Rewrite the data from its beginning up to and including the line with "449 295 L 449", changing "giraffe silhouette" to "elephant silhouette" and leaving everything else as is.

Data entries:
================================

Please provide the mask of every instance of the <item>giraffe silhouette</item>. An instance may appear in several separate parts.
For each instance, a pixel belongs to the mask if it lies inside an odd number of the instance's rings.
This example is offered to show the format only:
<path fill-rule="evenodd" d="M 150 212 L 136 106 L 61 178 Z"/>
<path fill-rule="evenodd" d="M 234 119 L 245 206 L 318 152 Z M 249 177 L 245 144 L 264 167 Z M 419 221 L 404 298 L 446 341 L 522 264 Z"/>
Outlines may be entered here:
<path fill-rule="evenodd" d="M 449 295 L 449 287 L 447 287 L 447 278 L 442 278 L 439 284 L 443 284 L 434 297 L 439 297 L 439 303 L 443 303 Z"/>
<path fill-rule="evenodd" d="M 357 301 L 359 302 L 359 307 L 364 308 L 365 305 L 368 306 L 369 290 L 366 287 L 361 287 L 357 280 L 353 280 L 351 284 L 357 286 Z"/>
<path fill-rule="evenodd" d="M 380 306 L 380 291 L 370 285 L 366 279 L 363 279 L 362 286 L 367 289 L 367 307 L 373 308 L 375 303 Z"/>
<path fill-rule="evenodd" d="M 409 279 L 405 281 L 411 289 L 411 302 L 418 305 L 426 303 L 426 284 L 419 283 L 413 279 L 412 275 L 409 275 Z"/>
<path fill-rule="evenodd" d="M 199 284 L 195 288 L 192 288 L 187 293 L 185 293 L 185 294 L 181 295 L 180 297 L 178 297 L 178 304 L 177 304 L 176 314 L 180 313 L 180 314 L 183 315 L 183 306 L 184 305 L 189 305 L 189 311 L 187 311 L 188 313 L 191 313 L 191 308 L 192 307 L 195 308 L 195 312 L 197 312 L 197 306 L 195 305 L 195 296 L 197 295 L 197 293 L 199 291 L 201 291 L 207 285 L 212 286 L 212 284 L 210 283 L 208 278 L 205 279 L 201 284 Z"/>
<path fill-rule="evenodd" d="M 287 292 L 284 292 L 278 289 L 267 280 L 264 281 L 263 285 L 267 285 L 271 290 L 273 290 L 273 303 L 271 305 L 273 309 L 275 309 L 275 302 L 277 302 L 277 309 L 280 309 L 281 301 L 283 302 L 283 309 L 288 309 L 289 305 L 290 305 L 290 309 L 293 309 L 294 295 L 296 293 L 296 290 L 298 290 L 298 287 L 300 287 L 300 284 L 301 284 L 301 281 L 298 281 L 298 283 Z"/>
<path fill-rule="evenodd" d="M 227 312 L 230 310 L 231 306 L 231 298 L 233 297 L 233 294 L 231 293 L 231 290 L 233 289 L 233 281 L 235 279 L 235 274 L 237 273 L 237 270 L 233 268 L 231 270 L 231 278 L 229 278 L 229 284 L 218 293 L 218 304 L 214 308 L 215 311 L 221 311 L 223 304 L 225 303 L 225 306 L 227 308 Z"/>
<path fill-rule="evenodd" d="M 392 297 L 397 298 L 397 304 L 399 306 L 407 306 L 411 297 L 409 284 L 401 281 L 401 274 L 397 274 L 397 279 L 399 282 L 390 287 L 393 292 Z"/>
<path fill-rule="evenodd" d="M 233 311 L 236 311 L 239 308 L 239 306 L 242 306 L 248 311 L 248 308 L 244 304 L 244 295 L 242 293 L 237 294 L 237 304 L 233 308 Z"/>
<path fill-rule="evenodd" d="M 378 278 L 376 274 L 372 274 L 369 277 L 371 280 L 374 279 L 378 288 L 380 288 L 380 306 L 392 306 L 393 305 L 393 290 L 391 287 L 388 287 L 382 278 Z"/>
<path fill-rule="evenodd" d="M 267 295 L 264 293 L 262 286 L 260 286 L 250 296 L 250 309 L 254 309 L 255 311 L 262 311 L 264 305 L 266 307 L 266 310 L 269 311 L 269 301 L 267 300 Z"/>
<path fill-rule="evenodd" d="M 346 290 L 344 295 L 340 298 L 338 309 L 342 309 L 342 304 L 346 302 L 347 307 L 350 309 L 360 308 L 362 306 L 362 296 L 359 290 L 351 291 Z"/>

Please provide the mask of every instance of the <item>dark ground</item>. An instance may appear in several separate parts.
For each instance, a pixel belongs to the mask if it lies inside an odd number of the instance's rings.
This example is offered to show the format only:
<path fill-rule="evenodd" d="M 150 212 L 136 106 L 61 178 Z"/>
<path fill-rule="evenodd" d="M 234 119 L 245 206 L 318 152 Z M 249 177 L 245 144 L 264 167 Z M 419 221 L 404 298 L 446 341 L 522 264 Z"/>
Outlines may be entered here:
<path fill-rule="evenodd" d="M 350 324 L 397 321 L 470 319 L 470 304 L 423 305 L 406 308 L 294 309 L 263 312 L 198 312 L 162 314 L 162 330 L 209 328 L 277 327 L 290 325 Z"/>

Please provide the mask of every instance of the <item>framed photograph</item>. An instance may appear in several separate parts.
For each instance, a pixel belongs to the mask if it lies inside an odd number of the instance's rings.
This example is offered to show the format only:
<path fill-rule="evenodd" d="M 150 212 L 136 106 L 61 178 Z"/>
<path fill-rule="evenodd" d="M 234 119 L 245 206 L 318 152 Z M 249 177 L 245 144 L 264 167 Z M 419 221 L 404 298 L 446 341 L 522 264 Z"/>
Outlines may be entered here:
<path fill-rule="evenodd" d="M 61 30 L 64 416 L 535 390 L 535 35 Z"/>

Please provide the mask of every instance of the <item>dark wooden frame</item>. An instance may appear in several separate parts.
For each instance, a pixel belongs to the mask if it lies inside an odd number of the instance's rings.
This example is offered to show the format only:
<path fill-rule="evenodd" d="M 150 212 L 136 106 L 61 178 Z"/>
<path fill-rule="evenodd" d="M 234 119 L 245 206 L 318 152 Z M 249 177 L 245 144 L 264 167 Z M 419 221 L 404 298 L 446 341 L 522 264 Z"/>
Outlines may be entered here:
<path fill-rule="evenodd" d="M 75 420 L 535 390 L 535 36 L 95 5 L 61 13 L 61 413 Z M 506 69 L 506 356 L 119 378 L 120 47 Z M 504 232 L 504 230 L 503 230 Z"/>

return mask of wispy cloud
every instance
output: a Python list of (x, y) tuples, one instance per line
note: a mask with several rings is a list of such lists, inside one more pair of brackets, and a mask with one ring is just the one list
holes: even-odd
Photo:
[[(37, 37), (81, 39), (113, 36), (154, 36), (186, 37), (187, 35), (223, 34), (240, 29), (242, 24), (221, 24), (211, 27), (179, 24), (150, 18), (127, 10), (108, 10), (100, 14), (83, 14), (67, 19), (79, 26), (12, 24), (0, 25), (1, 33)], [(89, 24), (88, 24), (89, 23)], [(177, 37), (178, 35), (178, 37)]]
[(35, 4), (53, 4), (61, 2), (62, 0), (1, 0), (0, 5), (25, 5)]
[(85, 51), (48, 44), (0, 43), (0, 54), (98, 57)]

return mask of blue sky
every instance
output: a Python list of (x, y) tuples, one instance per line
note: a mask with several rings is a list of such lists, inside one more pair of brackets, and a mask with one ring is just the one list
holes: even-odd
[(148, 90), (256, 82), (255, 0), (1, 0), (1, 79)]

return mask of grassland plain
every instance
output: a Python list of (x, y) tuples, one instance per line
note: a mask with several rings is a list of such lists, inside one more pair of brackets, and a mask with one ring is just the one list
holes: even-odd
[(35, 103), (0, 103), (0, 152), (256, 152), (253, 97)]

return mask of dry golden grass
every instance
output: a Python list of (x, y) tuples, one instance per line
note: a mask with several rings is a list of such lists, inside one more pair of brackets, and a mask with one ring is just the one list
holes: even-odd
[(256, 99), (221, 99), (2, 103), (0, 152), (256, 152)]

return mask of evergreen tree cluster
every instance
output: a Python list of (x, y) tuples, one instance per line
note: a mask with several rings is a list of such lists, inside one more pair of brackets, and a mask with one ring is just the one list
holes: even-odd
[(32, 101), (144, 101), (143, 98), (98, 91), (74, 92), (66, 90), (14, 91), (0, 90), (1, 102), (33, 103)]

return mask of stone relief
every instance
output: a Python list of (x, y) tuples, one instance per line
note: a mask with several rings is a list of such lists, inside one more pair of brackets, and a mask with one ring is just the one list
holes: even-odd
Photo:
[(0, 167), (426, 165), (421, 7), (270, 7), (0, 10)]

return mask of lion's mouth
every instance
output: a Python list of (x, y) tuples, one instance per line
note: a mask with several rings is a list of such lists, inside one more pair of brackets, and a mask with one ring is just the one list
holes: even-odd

================================

-- Result of this exercise --
Please provide the mask of every instance of the <item>elephant silhouette</item>. An instance may appear in several separate parts.
For each instance, a pixel belongs to the mask if it lies inside an odd number of the instance's rings.
This example is offered to show the format only:
<path fill-rule="evenodd" d="M 150 212 L 136 106 L 61 178 Z"/>
<path fill-rule="evenodd" d="M 234 119 L 245 206 L 318 152 Z M 249 177 L 245 144 L 264 167 Z M 419 221 L 404 298 L 446 341 L 522 264 Z"/>
Outlines may be entered here:
<path fill-rule="evenodd" d="M 449 295 L 449 287 L 447 287 L 447 278 L 442 278 L 439 284 L 443 284 L 434 297 L 439 297 L 439 303 L 443 303 Z"/>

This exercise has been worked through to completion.